- _Texto para análise_:

Elizabeth Holmes, fundadora da start-up de análises clínicas Theranos, foi esta quarta-feira formalmente acusada de defraudar investidores em 700 milhões de dólares entre 2013 e 2015. A Comissão de Valores Mobiliários dos EUA (SEC, na sigla inglesa) concluiu que Holmes e a sua empresa enganaram os investidores, fazendo-os crer que a tecnologia de análise de sangue oferecida pela Theranos era inovadora e revolucionária — algo que se revelou falso. A fundadora vai ser afastada da direcção da empresa e vai pagar para já uma multa de 500 mil dólares.

“Na realidade, descobrimos que, depois de anos de desenvolvimento, a Theranos foi apenas capaz de processar um pequeno número de análises sanguíneas com o seu próprio dispositivo, recorrendo antes a dispositivos já existentes no mercado, feitos por outras empresas, para realizar análises aos seus pacientes”, disse Steven Peikin, co-director da SEC, à ABC News.

- _Registos_:
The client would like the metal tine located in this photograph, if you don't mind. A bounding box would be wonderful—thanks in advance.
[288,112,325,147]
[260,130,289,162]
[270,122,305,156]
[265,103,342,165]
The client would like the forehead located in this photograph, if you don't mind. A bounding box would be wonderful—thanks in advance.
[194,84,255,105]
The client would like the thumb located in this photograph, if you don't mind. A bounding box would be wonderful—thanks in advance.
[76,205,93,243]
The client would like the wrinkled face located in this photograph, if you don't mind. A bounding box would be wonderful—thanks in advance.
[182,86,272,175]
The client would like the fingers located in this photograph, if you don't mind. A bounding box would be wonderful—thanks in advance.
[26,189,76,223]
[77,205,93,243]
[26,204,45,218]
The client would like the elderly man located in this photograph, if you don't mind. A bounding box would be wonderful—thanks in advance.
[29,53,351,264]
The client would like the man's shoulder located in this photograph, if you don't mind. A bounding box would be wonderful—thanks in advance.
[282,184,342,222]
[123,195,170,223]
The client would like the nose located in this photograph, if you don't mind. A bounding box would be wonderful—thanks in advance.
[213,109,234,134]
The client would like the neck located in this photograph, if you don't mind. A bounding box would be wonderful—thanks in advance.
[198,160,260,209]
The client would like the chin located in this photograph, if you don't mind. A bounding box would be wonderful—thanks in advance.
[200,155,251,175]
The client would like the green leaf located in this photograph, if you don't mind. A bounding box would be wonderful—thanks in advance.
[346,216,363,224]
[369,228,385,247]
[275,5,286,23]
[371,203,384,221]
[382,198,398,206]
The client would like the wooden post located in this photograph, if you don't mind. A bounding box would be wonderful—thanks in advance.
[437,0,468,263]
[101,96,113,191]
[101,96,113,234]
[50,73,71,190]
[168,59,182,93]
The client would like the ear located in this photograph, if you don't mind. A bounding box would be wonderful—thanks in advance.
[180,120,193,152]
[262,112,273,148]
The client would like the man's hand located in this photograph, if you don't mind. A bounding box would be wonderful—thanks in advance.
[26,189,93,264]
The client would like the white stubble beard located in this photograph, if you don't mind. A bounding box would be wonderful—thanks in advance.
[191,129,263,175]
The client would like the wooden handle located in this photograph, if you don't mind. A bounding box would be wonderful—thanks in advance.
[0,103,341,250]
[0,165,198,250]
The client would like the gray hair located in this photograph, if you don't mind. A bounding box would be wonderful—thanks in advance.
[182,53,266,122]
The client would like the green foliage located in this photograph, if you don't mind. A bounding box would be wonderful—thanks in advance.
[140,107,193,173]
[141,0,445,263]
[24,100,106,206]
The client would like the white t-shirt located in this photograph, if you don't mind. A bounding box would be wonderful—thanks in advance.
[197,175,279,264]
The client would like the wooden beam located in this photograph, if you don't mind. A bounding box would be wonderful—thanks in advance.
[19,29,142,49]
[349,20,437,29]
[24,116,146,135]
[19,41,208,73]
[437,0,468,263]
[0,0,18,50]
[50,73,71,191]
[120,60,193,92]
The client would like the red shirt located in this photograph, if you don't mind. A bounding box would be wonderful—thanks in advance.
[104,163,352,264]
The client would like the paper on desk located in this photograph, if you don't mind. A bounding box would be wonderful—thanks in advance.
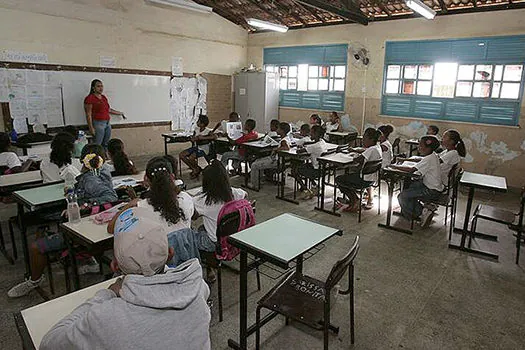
[13,118,28,134]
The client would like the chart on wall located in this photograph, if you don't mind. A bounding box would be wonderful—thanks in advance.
[0,69,64,133]
[170,75,208,132]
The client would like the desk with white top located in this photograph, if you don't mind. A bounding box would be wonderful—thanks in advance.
[15,278,117,350]
[228,213,342,349]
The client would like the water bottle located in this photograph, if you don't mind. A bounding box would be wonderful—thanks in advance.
[66,189,80,224]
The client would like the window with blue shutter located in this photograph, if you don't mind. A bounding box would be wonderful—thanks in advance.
[381,35,525,125]
[264,44,348,111]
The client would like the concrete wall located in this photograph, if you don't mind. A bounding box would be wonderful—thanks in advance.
[0,0,248,155]
[248,10,525,187]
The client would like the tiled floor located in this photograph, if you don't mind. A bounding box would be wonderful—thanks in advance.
[0,157,525,350]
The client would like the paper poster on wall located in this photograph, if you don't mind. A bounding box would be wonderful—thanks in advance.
[171,57,184,77]
[2,50,47,63]
[26,70,44,85]
[44,72,62,86]
[100,56,117,68]
[13,118,28,134]
[8,69,27,85]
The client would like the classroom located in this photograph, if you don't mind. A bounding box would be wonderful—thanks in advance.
[0,0,525,350]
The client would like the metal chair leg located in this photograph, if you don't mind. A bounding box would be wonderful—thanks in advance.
[217,263,222,322]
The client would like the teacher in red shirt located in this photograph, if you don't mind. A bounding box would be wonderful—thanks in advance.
[84,79,126,151]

- _Ordem de trabalho 1_: Transcreva do texto sobre a Theranos, sem qualquer alteração, o trecho que vai de "Elizabeth Holmes, fundadora" até "500 mil dólares.".
- _Ordem de trabalho 2_: Segundo o texto sobre a Theranos, por que motivo foi Elizabeth Holmes acusada de defraudar investidores? Explique em uma a três frases.
Os registos não fazem falta para este exercício.

- _Resposta ao exercício 1_:
Elizabeth Holmes, fundadora da start-up de análises clínicas Theranos, foi esta quarta-feira formalmente acusada de defraudar investidores em 700 milhões de dólares entre 2013 e 2015. A Comissão de Valores Mobiliários dos EUA (SEC, na sigla inglesa) concluiu que Holmes e a sua empresa enganaram os investidores, fazendo-os crer que a tecnologia de análise de sangue oferecida pela Theranos era inovadora e revolucionária — algo que se revelou falso. A fundadora vai ser afastada da direcção da empresa e vai pagar para já uma multa de 500 mil dólares.

- _Resposta ao exercício 2_: A SEC concluiu que Holmes e a Theranos enganaram os investidores, fazendo-os crer que a tecnologia de análise de sangue da empresa era inovadora e revolucionária, o que se revelou falso. Na realidade, a Theranos só conseguiu processar um pequeno número de análises com o seu próprio dispositivo. Para realizar as análises aos pacientes, recorreu antes a dispositivos de outras empresas, já existentes no mercado.